**PROBLEM REQUIREMENTS:** From the records below, pull out every line containing the word "countertop" and copy each one unchanged.

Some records
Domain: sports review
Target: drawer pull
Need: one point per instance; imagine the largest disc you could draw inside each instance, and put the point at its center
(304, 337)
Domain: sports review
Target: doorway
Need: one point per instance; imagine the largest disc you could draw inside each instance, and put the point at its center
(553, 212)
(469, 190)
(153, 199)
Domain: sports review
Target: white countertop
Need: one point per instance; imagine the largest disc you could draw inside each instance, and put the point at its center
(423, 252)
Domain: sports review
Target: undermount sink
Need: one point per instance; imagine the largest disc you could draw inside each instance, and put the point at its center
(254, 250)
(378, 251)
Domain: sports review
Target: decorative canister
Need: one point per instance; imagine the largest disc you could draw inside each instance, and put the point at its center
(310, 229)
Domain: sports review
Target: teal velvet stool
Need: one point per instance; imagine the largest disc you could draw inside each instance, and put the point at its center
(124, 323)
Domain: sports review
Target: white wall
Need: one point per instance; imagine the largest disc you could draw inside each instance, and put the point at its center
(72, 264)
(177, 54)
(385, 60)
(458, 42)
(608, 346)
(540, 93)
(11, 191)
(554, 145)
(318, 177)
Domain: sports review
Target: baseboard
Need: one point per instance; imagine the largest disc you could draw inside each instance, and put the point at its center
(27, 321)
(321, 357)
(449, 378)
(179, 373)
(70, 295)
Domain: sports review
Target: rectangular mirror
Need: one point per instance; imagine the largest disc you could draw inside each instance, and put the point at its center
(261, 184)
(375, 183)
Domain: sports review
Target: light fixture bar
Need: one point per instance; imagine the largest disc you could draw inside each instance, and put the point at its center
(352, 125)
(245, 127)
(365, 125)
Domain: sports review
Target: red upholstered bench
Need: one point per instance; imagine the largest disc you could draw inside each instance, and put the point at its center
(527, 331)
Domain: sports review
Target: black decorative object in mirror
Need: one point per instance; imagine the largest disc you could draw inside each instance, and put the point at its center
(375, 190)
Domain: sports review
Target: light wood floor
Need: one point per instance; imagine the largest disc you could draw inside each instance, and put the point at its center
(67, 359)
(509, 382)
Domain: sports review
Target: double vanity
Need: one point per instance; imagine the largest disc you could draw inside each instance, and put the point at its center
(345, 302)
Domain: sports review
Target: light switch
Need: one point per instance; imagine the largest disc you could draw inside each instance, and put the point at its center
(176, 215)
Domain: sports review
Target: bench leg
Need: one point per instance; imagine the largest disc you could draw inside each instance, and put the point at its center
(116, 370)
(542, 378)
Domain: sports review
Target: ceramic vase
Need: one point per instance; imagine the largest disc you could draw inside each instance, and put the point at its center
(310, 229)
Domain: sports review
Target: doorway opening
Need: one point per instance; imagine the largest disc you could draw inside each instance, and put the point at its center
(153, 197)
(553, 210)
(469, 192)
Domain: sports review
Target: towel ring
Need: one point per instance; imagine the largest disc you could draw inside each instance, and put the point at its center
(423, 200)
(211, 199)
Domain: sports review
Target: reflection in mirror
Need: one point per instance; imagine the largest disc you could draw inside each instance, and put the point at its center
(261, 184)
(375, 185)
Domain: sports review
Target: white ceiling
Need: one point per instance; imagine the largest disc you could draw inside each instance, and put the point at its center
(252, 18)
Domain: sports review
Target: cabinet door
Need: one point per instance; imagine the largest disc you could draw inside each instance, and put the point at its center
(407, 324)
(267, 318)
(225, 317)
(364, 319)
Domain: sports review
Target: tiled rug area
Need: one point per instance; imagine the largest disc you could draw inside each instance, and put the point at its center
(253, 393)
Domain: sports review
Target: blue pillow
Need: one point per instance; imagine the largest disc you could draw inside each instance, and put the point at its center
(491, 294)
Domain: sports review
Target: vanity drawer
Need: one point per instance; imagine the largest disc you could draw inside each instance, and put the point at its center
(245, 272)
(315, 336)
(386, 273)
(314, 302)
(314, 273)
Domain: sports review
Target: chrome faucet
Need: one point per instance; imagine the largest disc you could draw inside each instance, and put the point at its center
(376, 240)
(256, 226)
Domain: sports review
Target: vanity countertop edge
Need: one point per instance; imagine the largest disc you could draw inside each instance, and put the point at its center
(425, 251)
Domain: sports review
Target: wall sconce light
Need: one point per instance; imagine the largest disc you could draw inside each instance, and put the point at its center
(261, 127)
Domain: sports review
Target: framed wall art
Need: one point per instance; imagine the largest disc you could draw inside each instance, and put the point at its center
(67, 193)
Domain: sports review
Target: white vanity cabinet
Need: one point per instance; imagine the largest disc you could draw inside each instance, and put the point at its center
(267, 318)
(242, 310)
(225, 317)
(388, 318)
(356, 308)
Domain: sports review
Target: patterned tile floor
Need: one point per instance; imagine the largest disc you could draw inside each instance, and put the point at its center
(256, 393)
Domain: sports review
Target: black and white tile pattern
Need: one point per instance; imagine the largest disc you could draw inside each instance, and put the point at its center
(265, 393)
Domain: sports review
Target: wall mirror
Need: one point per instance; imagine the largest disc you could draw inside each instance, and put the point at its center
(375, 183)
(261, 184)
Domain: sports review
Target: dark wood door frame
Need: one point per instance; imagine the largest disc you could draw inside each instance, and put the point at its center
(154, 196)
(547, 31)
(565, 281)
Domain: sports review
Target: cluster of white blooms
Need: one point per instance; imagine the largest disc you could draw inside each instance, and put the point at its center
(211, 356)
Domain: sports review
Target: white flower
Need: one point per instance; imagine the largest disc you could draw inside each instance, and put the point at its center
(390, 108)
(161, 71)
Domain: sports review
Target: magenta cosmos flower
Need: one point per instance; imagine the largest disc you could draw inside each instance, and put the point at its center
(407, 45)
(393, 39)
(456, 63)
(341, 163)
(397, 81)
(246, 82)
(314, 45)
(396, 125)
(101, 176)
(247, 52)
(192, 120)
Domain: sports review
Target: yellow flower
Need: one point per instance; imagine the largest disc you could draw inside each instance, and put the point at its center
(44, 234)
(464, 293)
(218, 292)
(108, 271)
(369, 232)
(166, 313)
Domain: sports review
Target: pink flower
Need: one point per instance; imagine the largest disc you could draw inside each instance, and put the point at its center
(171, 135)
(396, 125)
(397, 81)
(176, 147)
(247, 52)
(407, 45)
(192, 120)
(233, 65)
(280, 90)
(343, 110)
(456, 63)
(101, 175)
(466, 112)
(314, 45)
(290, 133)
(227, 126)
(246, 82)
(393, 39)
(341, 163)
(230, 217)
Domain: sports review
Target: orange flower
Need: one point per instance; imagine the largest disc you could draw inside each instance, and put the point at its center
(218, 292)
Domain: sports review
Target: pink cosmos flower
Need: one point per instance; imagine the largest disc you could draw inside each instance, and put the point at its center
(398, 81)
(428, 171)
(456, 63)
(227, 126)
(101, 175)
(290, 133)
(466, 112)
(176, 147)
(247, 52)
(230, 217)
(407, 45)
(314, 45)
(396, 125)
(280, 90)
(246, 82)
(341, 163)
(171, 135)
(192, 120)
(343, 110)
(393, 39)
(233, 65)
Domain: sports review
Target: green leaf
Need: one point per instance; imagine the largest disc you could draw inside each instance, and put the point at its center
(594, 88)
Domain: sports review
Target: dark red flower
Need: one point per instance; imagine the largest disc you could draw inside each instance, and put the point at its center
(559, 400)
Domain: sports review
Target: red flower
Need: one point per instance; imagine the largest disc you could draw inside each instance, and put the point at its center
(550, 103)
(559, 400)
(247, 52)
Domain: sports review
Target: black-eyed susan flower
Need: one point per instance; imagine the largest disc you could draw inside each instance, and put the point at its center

**RESPONSE:**
Target: white countertop
Target: vanity countertop edge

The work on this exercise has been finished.